**Material provided**
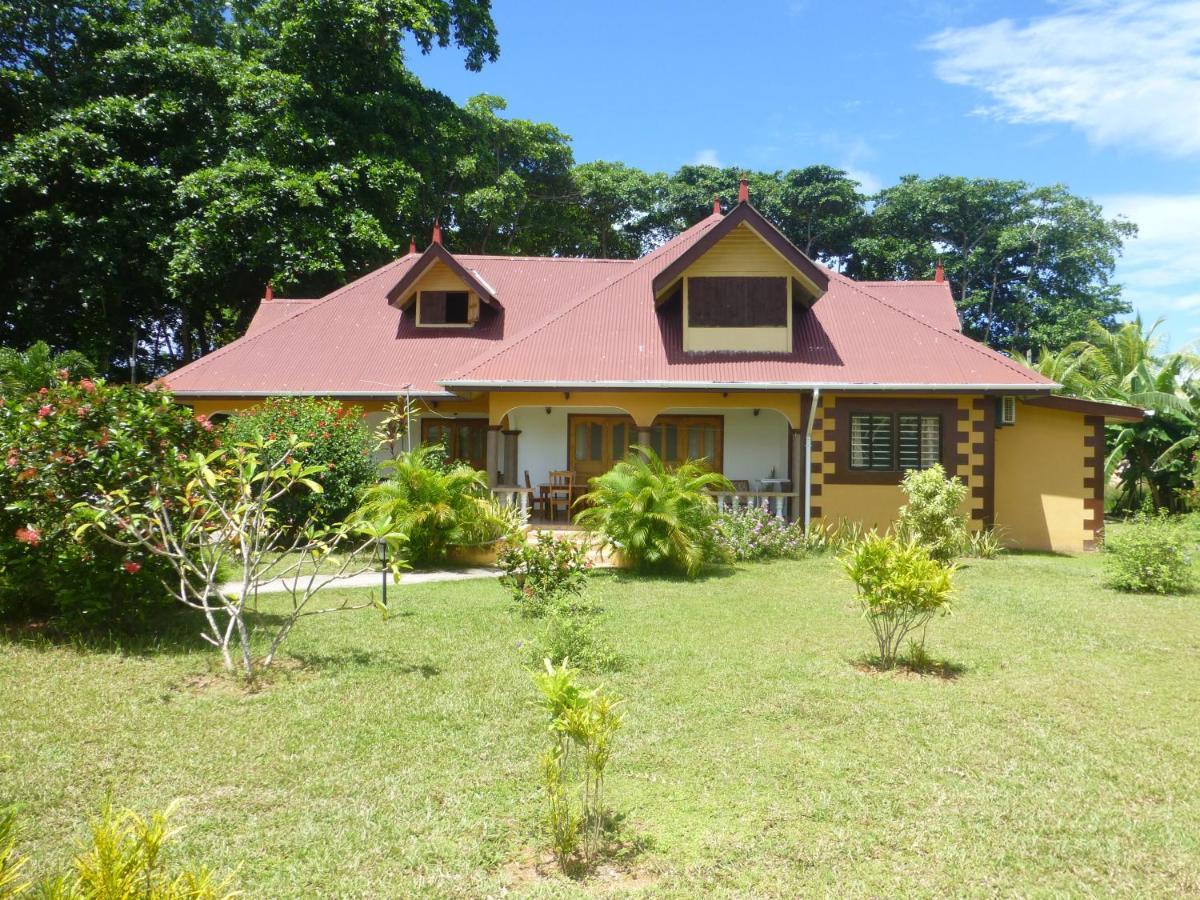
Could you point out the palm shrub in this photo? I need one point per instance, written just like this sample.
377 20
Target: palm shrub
658 517
335 442
437 507
900 589
1151 553
933 515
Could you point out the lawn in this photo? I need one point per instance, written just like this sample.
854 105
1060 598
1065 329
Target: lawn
399 759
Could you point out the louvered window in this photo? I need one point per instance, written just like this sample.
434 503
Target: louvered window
885 442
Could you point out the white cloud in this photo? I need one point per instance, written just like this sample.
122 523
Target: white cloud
1121 71
1161 267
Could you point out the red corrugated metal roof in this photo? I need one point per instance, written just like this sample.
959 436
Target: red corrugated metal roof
931 300
586 322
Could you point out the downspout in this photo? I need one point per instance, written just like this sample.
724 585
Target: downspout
808 460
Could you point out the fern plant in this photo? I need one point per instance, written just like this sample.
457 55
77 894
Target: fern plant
436 507
659 517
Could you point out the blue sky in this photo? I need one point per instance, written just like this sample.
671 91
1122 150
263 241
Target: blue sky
1101 95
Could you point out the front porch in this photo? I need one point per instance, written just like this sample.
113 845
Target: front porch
539 455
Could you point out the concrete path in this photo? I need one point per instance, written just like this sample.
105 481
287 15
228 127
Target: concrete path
373 580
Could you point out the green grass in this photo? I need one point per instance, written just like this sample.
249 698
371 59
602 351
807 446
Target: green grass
757 759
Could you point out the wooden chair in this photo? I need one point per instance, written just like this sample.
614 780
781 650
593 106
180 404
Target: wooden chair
535 499
562 485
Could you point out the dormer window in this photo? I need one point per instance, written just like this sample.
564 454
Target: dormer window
445 307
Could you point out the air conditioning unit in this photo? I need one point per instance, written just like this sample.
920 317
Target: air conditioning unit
1008 411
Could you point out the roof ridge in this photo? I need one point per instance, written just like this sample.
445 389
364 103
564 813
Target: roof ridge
197 364
981 348
489 355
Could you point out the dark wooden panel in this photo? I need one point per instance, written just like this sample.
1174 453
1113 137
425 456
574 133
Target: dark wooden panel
737 301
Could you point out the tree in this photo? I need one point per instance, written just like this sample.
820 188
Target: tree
1027 265
223 515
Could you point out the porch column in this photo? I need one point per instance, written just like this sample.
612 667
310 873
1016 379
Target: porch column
493 441
799 473
510 457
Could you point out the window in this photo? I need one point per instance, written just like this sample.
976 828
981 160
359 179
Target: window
892 442
736 301
676 438
465 439
444 307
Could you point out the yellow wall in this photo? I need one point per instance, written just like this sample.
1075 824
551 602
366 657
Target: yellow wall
1039 480
643 406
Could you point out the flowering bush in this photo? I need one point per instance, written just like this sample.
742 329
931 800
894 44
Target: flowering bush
63 444
754 533
335 436
541 573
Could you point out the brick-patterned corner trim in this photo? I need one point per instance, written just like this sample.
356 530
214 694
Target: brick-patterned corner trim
1093 481
983 475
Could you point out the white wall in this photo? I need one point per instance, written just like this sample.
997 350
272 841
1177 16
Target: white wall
541 447
754 444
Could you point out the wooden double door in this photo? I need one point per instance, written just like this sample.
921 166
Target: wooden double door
597 442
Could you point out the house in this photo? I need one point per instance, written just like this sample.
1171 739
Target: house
726 343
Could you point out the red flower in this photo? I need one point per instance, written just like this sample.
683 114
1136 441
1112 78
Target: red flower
30 535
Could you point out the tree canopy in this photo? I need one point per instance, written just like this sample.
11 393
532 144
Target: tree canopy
161 161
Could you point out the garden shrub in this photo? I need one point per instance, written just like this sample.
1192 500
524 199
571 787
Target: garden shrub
336 438
581 726
745 533
933 515
1150 555
437 507
66 443
659 517
124 858
900 589
541 573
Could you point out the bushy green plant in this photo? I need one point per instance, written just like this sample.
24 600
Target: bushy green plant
581 726
570 630
745 533
335 438
933 515
539 574
69 442
124 859
659 517
1151 553
437 508
900 589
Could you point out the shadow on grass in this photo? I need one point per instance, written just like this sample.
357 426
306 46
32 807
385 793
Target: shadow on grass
353 659
912 666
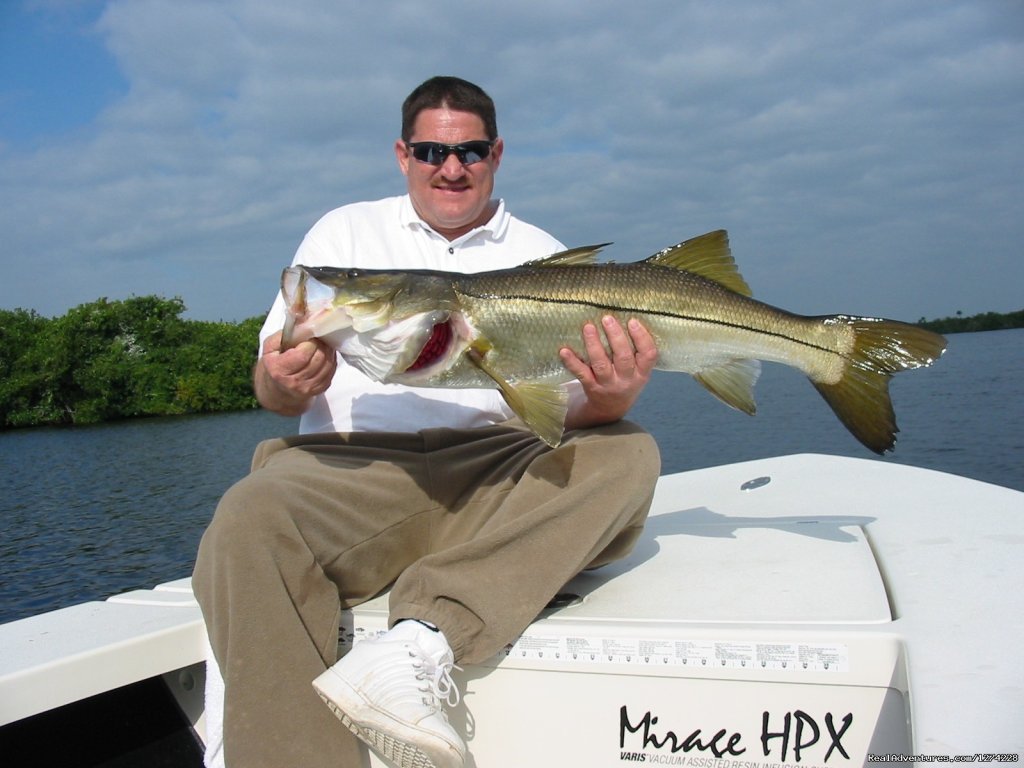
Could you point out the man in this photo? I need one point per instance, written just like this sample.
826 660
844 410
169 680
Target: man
473 522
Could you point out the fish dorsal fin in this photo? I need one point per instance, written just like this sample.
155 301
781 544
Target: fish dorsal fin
572 257
707 255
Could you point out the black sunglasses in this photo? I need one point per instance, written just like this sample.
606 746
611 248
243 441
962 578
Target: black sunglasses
434 153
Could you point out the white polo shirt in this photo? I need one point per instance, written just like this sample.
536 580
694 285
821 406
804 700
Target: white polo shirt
388 235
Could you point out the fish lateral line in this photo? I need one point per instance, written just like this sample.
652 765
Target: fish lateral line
637 311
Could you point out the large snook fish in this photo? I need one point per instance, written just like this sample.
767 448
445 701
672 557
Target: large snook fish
504 329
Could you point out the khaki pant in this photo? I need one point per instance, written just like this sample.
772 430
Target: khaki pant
475 530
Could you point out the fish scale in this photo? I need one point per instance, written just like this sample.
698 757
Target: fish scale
504 329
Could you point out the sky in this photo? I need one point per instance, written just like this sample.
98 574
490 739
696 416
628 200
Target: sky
866 158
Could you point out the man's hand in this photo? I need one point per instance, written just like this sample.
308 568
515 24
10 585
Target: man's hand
610 383
287 382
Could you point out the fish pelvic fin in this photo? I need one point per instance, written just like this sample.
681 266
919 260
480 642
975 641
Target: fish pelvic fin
733 383
881 348
573 257
542 407
707 255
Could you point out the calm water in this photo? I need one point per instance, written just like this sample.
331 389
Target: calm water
88 512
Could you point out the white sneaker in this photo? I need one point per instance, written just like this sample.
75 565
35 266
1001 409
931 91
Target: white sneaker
388 691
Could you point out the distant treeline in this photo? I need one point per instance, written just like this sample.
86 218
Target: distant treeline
983 322
119 359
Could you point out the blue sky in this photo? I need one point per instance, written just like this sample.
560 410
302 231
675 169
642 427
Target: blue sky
866 158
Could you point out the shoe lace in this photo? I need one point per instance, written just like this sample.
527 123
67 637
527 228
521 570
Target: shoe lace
436 679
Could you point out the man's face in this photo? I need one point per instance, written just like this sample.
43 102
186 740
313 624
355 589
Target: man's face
452 198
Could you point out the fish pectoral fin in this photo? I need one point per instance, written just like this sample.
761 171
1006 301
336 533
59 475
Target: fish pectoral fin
733 383
542 407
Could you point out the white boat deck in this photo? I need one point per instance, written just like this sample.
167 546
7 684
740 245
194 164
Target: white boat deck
805 584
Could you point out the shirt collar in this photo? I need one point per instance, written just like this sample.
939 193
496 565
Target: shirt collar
494 228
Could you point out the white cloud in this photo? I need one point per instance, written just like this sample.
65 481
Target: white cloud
864 157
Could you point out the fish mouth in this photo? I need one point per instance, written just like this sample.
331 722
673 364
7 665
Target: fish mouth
435 348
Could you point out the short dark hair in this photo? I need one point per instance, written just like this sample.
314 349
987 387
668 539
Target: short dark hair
455 93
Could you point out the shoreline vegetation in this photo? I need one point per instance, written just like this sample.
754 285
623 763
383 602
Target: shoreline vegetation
108 360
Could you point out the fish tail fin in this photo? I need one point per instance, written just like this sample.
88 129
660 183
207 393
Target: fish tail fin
881 348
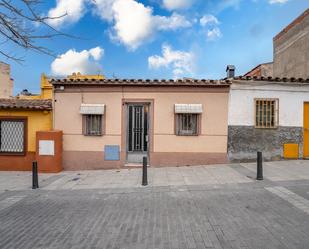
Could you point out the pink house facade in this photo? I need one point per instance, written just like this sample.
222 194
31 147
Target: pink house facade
111 123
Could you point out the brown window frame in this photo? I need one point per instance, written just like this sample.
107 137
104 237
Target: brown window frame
198 124
268 124
25 122
85 116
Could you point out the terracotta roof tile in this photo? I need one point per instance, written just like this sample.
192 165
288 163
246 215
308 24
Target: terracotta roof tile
143 82
33 104
272 79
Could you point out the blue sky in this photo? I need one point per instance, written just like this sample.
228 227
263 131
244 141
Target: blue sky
157 38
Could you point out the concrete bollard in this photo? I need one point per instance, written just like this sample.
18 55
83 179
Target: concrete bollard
259 170
35 177
145 180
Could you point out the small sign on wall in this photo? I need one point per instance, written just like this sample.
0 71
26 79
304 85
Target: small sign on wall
111 153
46 147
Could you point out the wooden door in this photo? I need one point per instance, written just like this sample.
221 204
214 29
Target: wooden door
306 130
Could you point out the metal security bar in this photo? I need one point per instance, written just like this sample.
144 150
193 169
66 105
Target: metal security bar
12 136
93 125
186 124
266 113
137 128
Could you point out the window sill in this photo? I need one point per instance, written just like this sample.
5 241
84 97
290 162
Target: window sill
187 135
12 153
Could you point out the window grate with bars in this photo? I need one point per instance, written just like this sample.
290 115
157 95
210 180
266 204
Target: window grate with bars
266 113
93 125
12 136
187 124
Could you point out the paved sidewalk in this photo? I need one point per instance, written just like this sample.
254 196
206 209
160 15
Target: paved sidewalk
169 176
203 207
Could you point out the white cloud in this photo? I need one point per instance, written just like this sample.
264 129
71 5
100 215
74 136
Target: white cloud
68 11
213 34
211 23
104 9
85 62
208 19
177 4
135 23
278 1
132 23
175 21
181 62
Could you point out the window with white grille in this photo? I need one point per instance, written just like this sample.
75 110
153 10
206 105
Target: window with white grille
93 125
12 136
187 124
266 113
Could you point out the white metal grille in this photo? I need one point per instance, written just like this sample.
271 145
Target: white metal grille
12 136
93 125
186 124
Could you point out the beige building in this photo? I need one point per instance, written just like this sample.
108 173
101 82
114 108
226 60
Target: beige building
6 83
290 52
291 49
111 123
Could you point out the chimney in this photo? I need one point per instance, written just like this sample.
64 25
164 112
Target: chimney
230 71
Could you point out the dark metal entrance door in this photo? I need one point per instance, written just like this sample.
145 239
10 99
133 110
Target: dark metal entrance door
137 132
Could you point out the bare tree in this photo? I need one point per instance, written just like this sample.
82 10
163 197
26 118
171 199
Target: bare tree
21 24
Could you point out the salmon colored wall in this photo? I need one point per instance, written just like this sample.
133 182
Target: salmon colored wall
213 137
37 121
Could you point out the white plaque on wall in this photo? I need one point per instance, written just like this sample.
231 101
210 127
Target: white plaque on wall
46 148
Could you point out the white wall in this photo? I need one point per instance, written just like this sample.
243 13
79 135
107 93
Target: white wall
291 102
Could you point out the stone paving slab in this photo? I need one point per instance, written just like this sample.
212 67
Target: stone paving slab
283 170
19 180
241 217
130 178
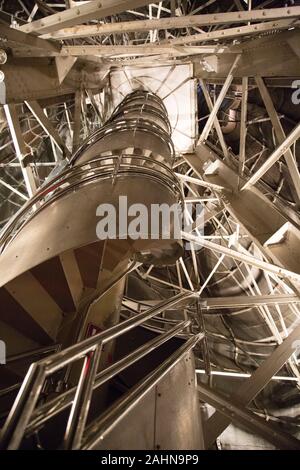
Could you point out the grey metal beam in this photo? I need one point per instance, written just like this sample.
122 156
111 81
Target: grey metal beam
216 121
233 32
245 258
216 303
173 22
232 410
110 50
280 134
27 40
251 387
77 120
219 101
243 130
46 124
20 147
37 79
263 56
93 10
276 155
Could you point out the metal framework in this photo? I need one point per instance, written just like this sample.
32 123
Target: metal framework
56 86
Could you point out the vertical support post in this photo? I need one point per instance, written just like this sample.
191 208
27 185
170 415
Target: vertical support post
20 147
243 134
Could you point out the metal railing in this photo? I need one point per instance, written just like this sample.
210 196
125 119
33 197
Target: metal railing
26 417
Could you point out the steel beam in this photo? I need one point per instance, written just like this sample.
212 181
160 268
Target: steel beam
77 120
243 130
276 155
219 101
237 413
251 387
46 124
8 34
171 23
279 133
216 303
93 10
130 50
216 121
20 147
260 57
233 32
250 260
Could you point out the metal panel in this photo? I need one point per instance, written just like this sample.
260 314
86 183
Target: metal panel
177 418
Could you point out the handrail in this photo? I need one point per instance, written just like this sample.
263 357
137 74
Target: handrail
30 355
89 350
33 353
58 404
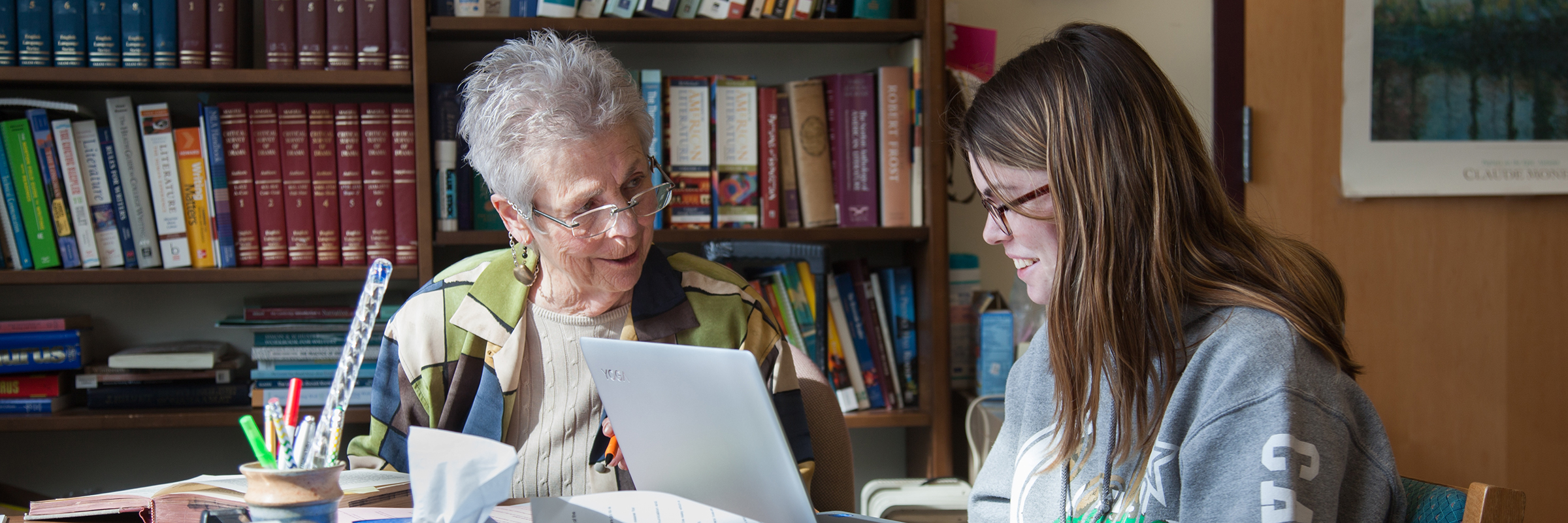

**What to work on**
Extract from the data above each line that contains the string "sign": the match is case-sensitive.

**Answer to the problem**
Could you point out the small sign on wall in this photo? I need one point per instance, written just like this sample.
Target: small sign on wall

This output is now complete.